▶ **Directive**
Turn the listing below, from its first line up to and including the line with "[(326, 82), (315, 156)]", into a Markdown table with the columns No. and Text, numbering each row and skipping blank lines. Omit the pictures.

▶ **Records shown**
◇ ◇ ◇ ◇
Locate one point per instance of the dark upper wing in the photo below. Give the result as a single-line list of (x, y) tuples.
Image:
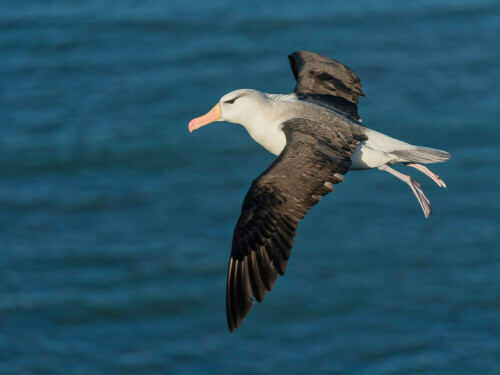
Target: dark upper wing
[(326, 82), (315, 156)]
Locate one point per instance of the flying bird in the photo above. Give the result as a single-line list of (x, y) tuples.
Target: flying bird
[(317, 134)]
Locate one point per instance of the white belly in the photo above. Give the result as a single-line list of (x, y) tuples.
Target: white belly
[(376, 151)]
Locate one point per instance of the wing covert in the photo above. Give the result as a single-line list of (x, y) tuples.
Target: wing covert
[(315, 157), (326, 82)]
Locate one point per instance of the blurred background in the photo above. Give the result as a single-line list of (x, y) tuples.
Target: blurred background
[(116, 223)]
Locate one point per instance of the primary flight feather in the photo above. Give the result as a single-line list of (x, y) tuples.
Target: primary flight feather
[(317, 134)]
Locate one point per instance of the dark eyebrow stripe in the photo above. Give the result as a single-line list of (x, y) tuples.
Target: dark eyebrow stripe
[(231, 101)]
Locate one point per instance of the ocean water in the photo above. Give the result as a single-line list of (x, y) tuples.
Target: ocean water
◇ ◇ ◇ ◇
▶ **Exercise solution**
| No. | Text |
|---|---|
| 1 | Locate one point per instance of the dark upper wing in the photo below. Give the result as a single-line list of (x, y) tuples. |
| 2 | Image: |
| 3 | Target: dark upper wing |
| 4 | [(326, 82), (315, 156)] |